*Rows from an annotation dataset*
<<<<

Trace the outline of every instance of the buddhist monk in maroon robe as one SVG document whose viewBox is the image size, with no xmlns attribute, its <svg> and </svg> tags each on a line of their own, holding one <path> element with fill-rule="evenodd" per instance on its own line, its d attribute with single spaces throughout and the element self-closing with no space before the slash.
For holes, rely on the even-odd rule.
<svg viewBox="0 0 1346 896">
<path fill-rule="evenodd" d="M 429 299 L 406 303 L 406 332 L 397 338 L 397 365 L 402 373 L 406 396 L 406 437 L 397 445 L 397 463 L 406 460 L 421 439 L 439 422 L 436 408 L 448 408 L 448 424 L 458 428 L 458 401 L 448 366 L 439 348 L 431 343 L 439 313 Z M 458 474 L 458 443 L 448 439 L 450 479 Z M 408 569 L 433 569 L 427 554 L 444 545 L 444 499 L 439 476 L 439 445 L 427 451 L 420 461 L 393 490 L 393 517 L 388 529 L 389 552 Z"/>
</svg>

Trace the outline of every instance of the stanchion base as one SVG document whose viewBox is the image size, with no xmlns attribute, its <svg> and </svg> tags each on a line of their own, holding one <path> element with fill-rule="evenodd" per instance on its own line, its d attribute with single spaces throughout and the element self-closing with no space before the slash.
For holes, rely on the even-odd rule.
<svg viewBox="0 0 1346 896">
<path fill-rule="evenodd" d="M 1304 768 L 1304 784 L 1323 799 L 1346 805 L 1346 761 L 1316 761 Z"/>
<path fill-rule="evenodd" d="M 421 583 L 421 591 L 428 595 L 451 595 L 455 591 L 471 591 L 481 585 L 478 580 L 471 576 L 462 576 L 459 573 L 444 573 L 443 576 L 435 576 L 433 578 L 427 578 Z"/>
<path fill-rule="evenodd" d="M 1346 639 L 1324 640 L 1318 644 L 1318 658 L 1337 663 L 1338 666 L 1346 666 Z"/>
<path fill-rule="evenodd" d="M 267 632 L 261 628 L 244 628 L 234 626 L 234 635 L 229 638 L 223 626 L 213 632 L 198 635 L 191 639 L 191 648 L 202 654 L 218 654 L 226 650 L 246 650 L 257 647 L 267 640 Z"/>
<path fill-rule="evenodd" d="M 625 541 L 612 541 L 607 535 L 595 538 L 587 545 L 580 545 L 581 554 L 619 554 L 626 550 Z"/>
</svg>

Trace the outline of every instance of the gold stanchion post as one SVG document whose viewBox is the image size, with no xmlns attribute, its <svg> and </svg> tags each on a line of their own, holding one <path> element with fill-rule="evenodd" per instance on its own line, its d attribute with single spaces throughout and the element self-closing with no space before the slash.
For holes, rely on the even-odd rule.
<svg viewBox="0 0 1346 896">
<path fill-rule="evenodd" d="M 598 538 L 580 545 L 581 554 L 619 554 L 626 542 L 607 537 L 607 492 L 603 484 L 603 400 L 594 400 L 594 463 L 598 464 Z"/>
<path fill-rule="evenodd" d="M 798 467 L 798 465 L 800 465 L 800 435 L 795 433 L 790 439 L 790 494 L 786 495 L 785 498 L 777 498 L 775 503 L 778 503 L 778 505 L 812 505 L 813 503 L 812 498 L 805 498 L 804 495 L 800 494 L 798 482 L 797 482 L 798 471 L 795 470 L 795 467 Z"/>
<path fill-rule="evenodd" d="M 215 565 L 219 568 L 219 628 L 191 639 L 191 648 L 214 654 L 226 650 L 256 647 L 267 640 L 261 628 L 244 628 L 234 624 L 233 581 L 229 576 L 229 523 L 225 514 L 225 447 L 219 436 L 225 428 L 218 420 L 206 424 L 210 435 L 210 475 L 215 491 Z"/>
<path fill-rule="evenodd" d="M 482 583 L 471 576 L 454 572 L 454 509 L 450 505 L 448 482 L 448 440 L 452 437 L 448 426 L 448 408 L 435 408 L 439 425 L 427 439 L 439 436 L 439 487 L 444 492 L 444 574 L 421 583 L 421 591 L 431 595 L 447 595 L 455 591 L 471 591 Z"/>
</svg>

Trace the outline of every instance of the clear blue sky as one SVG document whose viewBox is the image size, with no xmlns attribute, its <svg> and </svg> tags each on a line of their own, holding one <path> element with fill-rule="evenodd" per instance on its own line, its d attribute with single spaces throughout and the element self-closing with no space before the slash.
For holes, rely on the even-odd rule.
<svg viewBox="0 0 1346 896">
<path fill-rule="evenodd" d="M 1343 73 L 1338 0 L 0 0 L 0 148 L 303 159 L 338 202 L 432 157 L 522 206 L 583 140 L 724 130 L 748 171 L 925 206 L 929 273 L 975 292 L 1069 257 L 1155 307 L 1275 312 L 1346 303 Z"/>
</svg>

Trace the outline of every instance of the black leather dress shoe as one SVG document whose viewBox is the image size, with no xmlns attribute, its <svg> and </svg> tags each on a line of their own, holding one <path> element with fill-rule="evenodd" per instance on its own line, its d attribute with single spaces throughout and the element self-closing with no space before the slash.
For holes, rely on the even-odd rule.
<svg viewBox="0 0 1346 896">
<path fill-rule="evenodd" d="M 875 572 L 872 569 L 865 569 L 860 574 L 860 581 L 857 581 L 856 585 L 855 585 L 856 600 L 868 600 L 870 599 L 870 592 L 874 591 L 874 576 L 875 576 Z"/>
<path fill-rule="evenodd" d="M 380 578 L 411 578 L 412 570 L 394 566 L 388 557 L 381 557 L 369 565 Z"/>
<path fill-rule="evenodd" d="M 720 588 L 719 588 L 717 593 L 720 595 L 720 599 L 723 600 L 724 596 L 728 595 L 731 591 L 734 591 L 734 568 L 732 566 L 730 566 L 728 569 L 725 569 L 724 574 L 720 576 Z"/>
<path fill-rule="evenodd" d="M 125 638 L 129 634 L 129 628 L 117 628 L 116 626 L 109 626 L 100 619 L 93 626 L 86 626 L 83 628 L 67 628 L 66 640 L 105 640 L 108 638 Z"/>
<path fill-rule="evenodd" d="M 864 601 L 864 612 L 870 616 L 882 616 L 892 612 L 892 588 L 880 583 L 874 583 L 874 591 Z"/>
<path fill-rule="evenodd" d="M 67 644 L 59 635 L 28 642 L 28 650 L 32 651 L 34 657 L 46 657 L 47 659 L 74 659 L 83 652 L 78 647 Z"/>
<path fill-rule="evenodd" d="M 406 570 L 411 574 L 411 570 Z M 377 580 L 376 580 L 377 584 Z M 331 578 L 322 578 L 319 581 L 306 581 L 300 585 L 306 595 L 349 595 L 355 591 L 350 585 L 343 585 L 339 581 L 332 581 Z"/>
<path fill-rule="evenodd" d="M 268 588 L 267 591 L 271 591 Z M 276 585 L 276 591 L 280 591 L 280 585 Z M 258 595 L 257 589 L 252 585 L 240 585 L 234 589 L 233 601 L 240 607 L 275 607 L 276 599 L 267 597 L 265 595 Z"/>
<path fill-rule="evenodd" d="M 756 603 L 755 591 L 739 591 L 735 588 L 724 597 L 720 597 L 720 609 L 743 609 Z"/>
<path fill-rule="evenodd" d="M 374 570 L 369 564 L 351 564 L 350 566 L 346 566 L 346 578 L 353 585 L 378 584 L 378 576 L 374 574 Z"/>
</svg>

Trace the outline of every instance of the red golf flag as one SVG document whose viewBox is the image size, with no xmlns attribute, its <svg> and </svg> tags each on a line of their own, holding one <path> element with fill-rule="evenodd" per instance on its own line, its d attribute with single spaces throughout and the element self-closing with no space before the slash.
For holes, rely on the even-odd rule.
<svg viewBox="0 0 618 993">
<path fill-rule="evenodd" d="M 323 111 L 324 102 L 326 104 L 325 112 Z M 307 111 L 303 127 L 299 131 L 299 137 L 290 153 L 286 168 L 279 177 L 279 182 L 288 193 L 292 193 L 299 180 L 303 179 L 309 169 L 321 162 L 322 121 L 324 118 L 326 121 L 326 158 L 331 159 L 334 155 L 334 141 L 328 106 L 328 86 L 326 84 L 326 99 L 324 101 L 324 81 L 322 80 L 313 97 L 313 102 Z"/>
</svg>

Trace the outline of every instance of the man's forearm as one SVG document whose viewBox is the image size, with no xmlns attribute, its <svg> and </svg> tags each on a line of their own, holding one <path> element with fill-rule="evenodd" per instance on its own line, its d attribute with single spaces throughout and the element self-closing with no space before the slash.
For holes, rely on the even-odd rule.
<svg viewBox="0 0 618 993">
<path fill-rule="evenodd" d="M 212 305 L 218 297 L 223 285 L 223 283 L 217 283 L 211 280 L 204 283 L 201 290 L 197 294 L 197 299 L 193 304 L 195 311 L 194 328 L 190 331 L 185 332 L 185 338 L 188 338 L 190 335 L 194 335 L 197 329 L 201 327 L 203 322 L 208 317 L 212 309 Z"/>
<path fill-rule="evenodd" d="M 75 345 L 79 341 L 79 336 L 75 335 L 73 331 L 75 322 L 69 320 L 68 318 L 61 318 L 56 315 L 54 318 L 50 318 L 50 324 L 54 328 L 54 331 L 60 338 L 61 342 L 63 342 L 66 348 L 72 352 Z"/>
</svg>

>>>>

*WHAT YOU SHOULD DO*
Copy the lines starting at the one containing "Trace the outline of every instance of the stanchion" and ending at the one containing "1346 639 L 1324", increasing every number in the SVG markup by 105, both the viewBox values and the path coordinates. Leave all other text unchanged.

*TASK ANSWER*
Trace the outline of every instance of the stanchion base as one SVG document whose viewBox is the image size, with no xmlns attribute, its <svg> and </svg> tags each on a line of their own, holding one <path> element with fill-rule="evenodd" per instance on its own line, its d attribute with single spaces throughout and the element self-closing with no space before the slash.
For holes, rely on the even-odd rule.
<svg viewBox="105 105 1451 1001">
<path fill-rule="evenodd" d="M 1409 873 L 1409 889 L 1428 904 L 1451 910 L 1451 866 L 1421 866 Z"/>
<path fill-rule="evenodd" d="M 526 688 L 526 696 L 533 700 L 556 700 L 560 696 L 576 696 L 586 690 L 583 685 L 576 681 L 567 681 L 564 678 L 549 678 L 548 681 L 540 681 L 538 683 L 532 683 Z"/>
<path fill-rule="evenodd" d="M 1451 744 L 1429 745 L 1423 749 L 1423 763 L 1442 768 L 1443 771 L 1451 771 Z"/>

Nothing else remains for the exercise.